#### Extrait choisi:
J’ai tiré ce billet du livre « Camp Boiro. Parler ou périr » d’Alsény Gomez, que j’ai personnellement connu à Vienne, en Autriche, où il était allé reprendre ses forces quelques mois après sa libération et avant de prendre son poste d’ambassadeur de Guinée au Liberia. Ensuite, sous le régime du président Lansana Conté, il a été successivement, ministre secrétaire général de la présidence de la République, ministre de l’Intérieur et ministre de la justice.

En tant que ministre, son bilan est loin d’être brillant, mais on retiendra de lui qu’il fut une personne joviale, le sourire toujours sur les lèvres, ce qui l’amena à jouer un grand rôle dans le soutien moral de ses co-détenus. C’est en prison qu’il devint musulman. Son frère Monseigneur David Guillaume Gomez est évêque de l’Eglise anglicane de Guinée et Guinée-Bssau.

#### Matériel fourni:
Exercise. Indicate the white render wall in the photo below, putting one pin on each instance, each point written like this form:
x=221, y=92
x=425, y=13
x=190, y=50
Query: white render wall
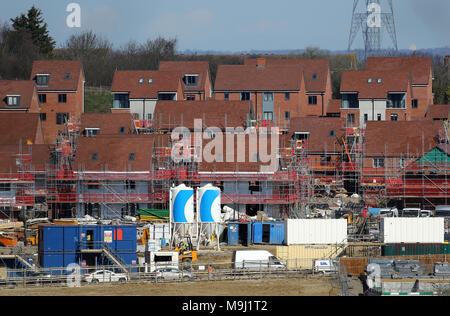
x=137, y=106
x=413, y=230
x=316, y=231
x=365, y=107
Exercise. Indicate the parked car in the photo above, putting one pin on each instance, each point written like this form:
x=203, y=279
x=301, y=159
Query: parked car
x=105, y=276
x=256, y=260
x=173, y=274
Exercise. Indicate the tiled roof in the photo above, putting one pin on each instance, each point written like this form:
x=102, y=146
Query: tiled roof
x=401, y=137
x=222, y=114
x=419, y=67
x=438, y=112
x=250, y=78
x=324, y=132
x=161, y=81
x=18, y=128
x=334, y=106
x=109, y=123
x=64, y=74
x=200, y=68
x=24, y=88
x=357, y=81
x=315, y=70
x=112, y=153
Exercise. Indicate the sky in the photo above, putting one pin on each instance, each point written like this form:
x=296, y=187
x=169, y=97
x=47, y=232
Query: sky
x=238, y=25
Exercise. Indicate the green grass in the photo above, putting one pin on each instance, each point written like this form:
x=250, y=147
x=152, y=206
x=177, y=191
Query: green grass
x=98, y=101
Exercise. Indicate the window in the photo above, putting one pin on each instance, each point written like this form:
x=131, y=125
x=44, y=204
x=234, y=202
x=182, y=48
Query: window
x=62, y=98
x=378, y=163
x=5, y=187
x=13, y=100
x=245, y=96
x=312, y=100
x=62, y=118
x=91, y=132
x=268, y=97
x=287, y=115
x=268, y=116
x=350, y=118
x=42, y=80
x=42, y=98
x=93, y=186
x=191, y=80
x=131, y=185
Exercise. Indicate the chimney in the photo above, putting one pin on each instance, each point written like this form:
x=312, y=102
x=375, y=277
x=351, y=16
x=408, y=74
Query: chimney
x=260, y=63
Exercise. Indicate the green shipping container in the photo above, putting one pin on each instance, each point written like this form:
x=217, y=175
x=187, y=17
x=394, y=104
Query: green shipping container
x=396, y=250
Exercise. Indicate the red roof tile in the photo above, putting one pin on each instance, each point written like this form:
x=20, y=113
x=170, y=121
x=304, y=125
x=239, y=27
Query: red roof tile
x=161, y=81
x=249, y=78
x=315, y=70
x=400, y=138
x=113, y=153
x=188, y=68
x=419, y=67
x=357, y=81
x=58, y=71
x=222, y=114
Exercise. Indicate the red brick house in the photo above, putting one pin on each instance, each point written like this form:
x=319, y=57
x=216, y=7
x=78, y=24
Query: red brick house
x=195, y=77
x=375, y=96
x=317, y=78
x=276, y=92
x=60, y=88
x=137, y=92
x=421, y=72
x=18, y=96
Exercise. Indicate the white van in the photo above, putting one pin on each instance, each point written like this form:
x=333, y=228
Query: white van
x=256, y=260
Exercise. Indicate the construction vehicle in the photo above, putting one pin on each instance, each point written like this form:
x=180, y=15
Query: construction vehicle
x=186, y=251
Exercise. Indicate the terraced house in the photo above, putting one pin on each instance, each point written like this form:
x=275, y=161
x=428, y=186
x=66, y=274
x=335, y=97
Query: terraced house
x=60, y=88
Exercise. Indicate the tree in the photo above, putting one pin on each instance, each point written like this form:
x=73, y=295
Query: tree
x=34, y=25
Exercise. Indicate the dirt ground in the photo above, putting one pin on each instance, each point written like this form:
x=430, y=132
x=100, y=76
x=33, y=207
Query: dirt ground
x=313, y=286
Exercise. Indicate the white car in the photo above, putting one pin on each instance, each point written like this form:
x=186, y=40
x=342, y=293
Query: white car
x=105, y=276
x=172, y=274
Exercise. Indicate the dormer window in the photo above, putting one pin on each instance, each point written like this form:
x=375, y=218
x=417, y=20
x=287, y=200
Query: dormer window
x=13, y=100
x=42, y=80
x=191, y=80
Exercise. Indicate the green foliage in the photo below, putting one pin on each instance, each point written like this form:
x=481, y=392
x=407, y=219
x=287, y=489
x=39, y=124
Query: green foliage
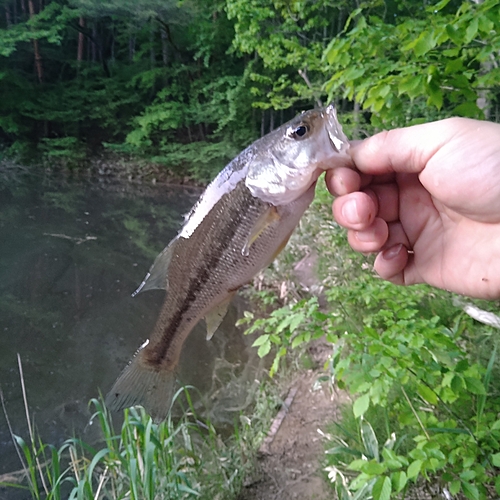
x=181, y=460
x=422, y=64
x=419, y=370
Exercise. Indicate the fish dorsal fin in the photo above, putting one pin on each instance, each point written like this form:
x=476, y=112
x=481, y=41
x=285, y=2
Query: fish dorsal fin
x=157, y=277
x=269, y=217
x=214, y=318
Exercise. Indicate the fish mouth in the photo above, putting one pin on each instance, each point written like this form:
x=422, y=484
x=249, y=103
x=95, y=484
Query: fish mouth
x=336, y=136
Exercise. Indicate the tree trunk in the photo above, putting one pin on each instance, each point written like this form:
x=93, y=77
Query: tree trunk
x=152, y=55
x=81, y=38
x=36, y=48
x=94, y=48
x=8, y=19
x=164, y=46
x=131, y=48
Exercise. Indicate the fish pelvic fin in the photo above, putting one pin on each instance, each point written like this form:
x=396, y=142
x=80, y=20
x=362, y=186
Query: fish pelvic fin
x=157, y=277
x=141, y=385
x=270, y=216
x=214, y=318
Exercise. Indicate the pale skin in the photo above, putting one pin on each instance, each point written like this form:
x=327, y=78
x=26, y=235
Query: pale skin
x=426, y=200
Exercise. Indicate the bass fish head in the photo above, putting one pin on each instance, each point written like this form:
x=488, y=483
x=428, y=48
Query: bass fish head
x=286, y=162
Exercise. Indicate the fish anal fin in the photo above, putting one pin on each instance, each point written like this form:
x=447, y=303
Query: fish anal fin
x=269, y=217
x=280, y=248
x=214, y=318
x=141, y=385
x=157, y=277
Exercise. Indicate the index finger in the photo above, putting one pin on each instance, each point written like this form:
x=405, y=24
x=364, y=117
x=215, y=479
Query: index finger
x=406, y=149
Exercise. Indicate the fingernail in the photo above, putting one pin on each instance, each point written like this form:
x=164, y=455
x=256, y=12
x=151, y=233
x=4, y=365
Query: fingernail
x=393, y=252
x=350, y=211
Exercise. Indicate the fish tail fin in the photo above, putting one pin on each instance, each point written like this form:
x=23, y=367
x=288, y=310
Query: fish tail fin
x=142, y=385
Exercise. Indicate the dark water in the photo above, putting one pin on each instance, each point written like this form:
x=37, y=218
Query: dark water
x=70, y=256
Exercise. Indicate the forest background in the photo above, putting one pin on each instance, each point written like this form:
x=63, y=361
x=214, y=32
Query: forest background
x=186, y=85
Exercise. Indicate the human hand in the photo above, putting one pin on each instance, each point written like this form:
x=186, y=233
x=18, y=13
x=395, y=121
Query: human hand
x=427, y=200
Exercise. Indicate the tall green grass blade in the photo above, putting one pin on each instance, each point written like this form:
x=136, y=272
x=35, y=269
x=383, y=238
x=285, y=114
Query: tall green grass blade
x=481, y=400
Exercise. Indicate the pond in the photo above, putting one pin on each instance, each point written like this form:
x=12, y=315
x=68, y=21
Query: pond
x=71, y=254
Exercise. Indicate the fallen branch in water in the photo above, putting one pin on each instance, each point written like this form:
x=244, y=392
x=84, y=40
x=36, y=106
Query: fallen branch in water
x=264, y=448
x=76, y=239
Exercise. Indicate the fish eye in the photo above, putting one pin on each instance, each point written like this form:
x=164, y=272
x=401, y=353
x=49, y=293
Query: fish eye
x=299, y=131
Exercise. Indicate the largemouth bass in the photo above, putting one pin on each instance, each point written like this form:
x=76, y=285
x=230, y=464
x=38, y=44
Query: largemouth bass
x=238, y=226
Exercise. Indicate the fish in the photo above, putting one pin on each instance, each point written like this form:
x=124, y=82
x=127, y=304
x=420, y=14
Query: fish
x=238, y=226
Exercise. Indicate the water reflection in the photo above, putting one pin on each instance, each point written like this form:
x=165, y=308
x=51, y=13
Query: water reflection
x=70, y=255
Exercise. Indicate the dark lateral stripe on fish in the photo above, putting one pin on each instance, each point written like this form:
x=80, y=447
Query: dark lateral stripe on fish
x=156, y=355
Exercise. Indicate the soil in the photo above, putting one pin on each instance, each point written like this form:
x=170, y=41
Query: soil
x=290, y=460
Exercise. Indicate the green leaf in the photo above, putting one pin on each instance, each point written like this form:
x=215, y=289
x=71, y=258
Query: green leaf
x=382, y=489
x=411, y=85
x=264, y=349
x=471, y=30
x=373, y=468
x=495, y=459
x=454, y=34
x=414, y=469
x=455, y=487
x=439, y=6
x=474, y=385
x=425, y=42
x=470, y=491
x=399, y=481
x=263, y=339
x=427, y=394
x=469, y=110
x=361, y=405
x=369, y=440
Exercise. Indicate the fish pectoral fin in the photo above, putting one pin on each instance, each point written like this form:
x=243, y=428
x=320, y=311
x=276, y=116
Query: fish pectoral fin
x=214, y=318
x=141, y=385
x=157, y=277
x=270, y=216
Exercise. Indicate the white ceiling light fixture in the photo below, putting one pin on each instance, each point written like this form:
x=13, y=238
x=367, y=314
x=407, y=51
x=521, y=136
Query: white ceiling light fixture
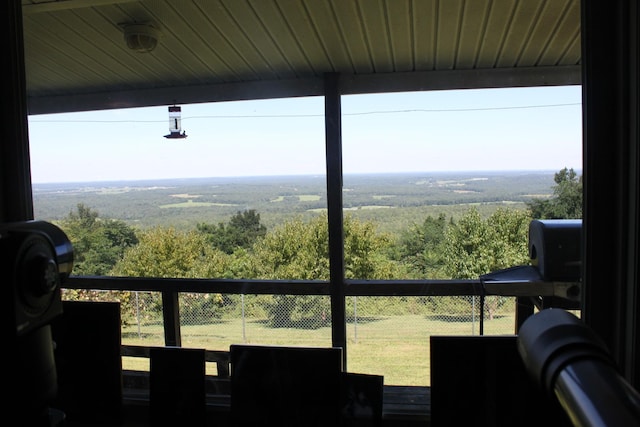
x=141, y=37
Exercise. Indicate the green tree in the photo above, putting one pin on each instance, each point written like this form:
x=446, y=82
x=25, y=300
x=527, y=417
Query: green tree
x=242, y=231
x=169, y=253
x=98, y=243
x=421, y=247
x=299, y=251
x=566, y=202
x=475, y=247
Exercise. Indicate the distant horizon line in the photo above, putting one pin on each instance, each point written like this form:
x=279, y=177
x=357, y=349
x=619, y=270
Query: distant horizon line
x=309, y=175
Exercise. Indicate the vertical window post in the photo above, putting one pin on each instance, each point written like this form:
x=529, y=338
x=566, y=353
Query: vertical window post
x=333, y=135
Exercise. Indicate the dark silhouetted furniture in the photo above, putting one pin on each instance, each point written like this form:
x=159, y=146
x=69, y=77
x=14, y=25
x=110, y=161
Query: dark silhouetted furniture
x=177, y=386
x=285, y=386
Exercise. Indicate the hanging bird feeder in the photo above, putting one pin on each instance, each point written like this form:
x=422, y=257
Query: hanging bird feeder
x=175, y=124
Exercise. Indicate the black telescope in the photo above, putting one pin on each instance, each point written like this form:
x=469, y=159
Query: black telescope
x=567, y=359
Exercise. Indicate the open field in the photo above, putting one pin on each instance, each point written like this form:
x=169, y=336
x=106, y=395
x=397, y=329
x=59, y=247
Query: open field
x=396, y=347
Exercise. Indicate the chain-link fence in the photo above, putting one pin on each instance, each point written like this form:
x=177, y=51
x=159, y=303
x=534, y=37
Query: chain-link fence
x=386, y=336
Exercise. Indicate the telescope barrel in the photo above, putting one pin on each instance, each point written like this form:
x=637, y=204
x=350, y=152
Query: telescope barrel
x=567, y=359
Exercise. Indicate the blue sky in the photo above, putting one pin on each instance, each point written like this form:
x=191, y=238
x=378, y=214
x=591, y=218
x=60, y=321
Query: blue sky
x=461, y=130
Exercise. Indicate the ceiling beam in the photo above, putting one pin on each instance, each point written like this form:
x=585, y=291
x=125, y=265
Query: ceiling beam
x=349, y=84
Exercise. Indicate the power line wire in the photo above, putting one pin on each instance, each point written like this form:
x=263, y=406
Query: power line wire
x=271, y=116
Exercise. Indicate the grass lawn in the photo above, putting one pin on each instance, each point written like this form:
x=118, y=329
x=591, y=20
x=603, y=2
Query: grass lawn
x=396, y=347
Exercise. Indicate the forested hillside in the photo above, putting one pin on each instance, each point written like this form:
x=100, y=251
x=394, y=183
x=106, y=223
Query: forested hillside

#### Consignes:
- 1) D'après l'extrait sur Alsény Gomez, où celui-ci est-il devenu musulman ?
- 2) Résumez l'extrait sur Alsény Gomez en deux phrases.
- 3) Recopiez l'extrait sur Alsény Gomez depuis « J’ai tiré ce » jusqu'à « de la justice. ».

#### Réponses:
- 1) En prison.

- 2) Alsény Gomez, auteur de « Camp Boiro. Parler ou périr », a été ambassadeur de Guinée au Liberia, puis, sous le régime de Lansana Conté, ministre secrétaire général de la présidence, ministre de l'Intérieur et ministre de la Justice. Son bilan de ministre est loin d'être brillant, mais sa jovialité lui a fait jouer un grand rôle dans le soutien moral de ses codétenus, et c'est en prison qu'il est devenu musulman.

- 3)
J’ai tiré ce billet du livre « Camp Boiro. Parler ou périr » d’Alsény Gomez, que j’ai personnellement connu à Vienne, en Autriche, où il était allé reprendre ses forces quelques mois après sa libération et avant de prendre son poste d’ambassadeur de Guinée au Liberia. Ensuite, sous le régime du président Lansana Conté, il a été successivement, ministre secrétaire général de la présidence de la République, ministre de l’Intérieur et ministre de la justice.